Stored entries
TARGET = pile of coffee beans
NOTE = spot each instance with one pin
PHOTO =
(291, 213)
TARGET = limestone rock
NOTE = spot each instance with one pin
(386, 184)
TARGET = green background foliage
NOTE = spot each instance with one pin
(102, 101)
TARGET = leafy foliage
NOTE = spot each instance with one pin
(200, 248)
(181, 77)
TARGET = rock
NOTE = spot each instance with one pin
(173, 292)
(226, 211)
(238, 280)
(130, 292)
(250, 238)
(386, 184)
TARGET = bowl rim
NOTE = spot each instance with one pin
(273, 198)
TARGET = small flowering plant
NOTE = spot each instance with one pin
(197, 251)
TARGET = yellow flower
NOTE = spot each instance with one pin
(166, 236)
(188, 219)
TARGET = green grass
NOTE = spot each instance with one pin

* [WHAT TO PRODUCE]:
When you repeat the data, keep each line exactly as given.

* [OUTPUT FOR THIS TASK]:
TARGET = pile of coffee beans
NOTE = spot each instance with one pin
PHOTO =
(291, 213)
TARGET = limestone rock
NOTE = spot each instance with one pin
(386, 184)
TARGET = green background foliage
NOTE = spot each instance with one pin
(102, 101)
TARGET = leafy foliage
NOTE = spot each instance with one pin
(200, 248)
(181, 77)
TARGET = rock
NOTE = spot each instance with one pin
(173, 292)
(226, 211)
(238, 280)
(130, 292)
(250, 238)
(386, 184)
TARGET = bowl rim
NOTE = spot each instance with one pin
(273, 198)
TARGET = small flowering plant
NOTE = spot each instance with one pin
(197, 251)
TARGET = yellow flower
NOTE = spot each instance with one pin
(166, 236)
(188, 219)
TARGET = green grass
NOTE = spot each instance with one pin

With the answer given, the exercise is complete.